**WHAT THIS TASK INVOLVES**. Each record should be given back exactly, with none missing.

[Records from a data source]
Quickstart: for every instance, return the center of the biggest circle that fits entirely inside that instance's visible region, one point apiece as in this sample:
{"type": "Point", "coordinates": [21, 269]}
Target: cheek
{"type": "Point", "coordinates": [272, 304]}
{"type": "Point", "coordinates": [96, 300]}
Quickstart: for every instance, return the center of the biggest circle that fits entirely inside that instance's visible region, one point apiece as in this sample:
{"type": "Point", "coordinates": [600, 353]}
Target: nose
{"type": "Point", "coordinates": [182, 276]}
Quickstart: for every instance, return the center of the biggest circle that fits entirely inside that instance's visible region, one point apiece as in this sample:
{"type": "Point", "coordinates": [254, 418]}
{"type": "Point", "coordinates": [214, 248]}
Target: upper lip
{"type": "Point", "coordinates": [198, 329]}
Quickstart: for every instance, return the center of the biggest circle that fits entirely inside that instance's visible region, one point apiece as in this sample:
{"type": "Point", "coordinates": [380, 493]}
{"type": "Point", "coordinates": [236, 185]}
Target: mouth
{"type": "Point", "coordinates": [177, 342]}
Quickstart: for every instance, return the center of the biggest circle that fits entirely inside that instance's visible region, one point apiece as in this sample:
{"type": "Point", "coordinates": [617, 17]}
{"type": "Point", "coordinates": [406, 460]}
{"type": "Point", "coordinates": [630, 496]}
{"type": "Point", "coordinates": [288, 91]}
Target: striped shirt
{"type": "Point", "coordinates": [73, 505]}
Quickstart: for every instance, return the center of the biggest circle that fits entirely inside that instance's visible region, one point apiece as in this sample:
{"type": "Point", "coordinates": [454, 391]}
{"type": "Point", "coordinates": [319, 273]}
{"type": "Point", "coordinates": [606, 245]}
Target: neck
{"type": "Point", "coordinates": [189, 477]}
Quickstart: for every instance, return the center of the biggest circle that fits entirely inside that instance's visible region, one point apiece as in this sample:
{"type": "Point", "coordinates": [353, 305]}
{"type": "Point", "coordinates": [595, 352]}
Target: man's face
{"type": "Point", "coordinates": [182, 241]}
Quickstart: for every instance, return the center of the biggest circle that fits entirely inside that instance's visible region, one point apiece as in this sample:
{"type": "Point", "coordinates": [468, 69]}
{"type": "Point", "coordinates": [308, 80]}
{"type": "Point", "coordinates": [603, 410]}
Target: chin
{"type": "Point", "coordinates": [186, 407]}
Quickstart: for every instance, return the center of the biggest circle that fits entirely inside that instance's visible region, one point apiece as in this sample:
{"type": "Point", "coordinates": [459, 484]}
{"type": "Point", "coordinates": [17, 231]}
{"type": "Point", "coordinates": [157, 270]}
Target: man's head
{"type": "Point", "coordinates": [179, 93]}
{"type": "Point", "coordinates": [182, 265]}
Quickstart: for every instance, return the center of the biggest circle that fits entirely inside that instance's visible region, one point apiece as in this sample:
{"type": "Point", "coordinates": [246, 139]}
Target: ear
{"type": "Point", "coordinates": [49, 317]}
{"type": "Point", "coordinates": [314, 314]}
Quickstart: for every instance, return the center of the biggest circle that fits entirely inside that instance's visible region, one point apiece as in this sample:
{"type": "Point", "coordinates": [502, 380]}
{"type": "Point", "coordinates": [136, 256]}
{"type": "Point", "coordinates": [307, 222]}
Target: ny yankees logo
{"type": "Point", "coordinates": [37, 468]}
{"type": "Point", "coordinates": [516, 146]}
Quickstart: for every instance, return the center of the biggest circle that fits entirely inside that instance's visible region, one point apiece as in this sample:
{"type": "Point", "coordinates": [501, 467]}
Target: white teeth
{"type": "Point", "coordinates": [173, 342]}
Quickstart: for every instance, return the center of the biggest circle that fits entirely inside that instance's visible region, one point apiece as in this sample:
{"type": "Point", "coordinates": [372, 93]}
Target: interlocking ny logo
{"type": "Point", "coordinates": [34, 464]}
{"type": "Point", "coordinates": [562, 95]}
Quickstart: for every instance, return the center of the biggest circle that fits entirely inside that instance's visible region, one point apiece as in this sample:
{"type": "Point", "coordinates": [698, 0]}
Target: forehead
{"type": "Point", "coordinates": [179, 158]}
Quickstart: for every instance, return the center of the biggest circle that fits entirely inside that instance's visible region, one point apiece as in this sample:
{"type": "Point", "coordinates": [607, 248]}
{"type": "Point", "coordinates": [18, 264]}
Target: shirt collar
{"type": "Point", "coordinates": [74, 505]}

**TASK ANSWER**.
Quickstart: for every instance, return the center of the biggest circle that fits entirely inside that instance's visible region, one point apiece as in this sample:
{"type": "Point", "coordinates": [21, 269]}
Target: cheek
{"type": "Point", "coordinates": [272, 304]}
{"type": "Point", "coordinates": [96, 300]}
Quickstart: for every instance, return the center of the biggest circle that fits entirely inside that instance's visible region, one point apiece as in this sample:
{"type": "Point", "coordinates": [600, 353]}
Target: nose
{"type": "Point", "coordinates": [182, 276]}
Quickstart: for every instance, return the center of the biggest circle that fits entirely inside that instance's visible region, one point apiece as in this sample:
{"type": "Point", "coordinates": [254, 418]}
{"type": "Point", "coordinates": [214, 248]}
Target: upper lip
{"type": "Point", "coordinates": [198, 329]}
Quickstart: for every instance, return the center of the biggest circle that fits entirely inside that instance's visible region, one point apiece as in this sample:
{"type": "Point", "coordinates": [380, 493]}
{"type": "Point", "coordinates": [236, 185]}
Target: mouth
{"type": "Point", "coordinates": [177, 342]}
Quickstart: for every instance, return the center of the biggest circle that fits entirely inside that instance's visible region, one point apiece as in this sample:
{"type": "Point", "coordinates": [617, 17]}
{"type": "Point", "coordinates": [406, 460]}
{"type": "Point", "coordinates": [630, 496]}
{"type": "Point", "coordinates": [288, 91]}
Target: striped shirt
{"type": "Point", "coordinates": [73, 505]}
Quickstart: for every instance, return the center of the biggest circle that fits entirely inside that instance's visible region, one point apiece as in this sample:
{"type": "Point", "coordinates": [454, 391]}
{"type": "Point", "coordinates": [319, 273]}
{"type": "Point", "coordinates": [606, 245]}
Target: neck
{"type": "Point", "coordinates": [189, 477]}
Quickstart: for every instance, return the center of the biggest circle that fits entirely inside that instance's visible region, one point apiece as in this sample:
{"type": "Point", "coordinates": [353, 305]}
{"type": "Point", "coordinates": [595, 352]}
Target: man's face
{"type": "Point", "coordinates": [182, 241]}
Quickstart: for every instance, return the center of the biggest circle that fits entirely inside that instance's visible region, one point apiece as in this sample:
{"type": "Point", "coordinates": [468, 69]}
{"type": "Point", "coordinates": [308, 80]}
{"type": "Point", "coordinates": [603, 410]}
Target: chin
{"type": "Point", "coordinates": [186, 407]}
Quickstart: for every instance, return the center of the biggest circle that fits entirely inside that instance's visible region, one point apiece as in this sample:
{"type": "Point", "coordinates": [459, 484]}
{"type": "Point", "coordinates": [17, 231]}
{"type": "Point", "coordinates": [157, 270]}
Target: man's head
{"type": "Point", "coordinates": [179, 93]}
{"type": "Point", "coordinates": [182, 265]}
Quickstart: for every instance, return the center of the biggest circle that fits entirely inside that instance's visible region, one point apiece as in this sample:
{"type": "Point", "coordinates": [246, 139]}
Target: ear
{"type": "Point", "coordinates": [49, 317]}
{"type": "Point", "coordinates": [314, 314]}
Quickstart: for every instance, return the center of the biggest circle that fits entirely inside that instance's visible region, one point apiece as in this sample:
{"type": "Point", "coordinates": [502, 380]}
{"type": "Point", "coordinates": [136, 256]}
{"type": "Point", "coordinates": [307, 222]}
Target: ny yankees logo
{"type": "Point", "coordinates": [37, 468]}
{"type": "Point", "coordinates": [516, 146]}
Quickstart: for every instance, return the center of the biggest circle that fits entirely inside that instance's visible region, one point apiece as in this sample:
{"type": "Point", "coordinates": [501, 467]}
Target: white teeth
{"type": "Point", "coordinates": [173, 342]}
Quickstart: for every instance, return the center of the biggest circle that fits entirely inside that instance's visible region, one point apiece as in this sample:
{"type": "Point", "coordinates": [372, 93]}
Target: interlocking ny logo
{"type": "Point", "coordinates": [34, 464]}
{"type": "Point", "coordinates": [562, 95]}
Quickstart: for every instance, return the center of the biggest circle that fits entirely inside that instance's visible region, one point apiece as in this sample:
{"type": "Point", "coordinates": [698, 0]}
Target: forehead
{"type": "Point", "coordinates": [179, 158]}
Quickstart: for every instance, return the center of the biggest circle that fits entirely inside that instance's visible region, one point apiece as in this sample:
{"type": "Point", "coordinates": [607, 248]}
{"type": "Point", "coordinates": [18, 264]}
Target: shirt collar
{"type": "Point", "coordinates": [74, 505]}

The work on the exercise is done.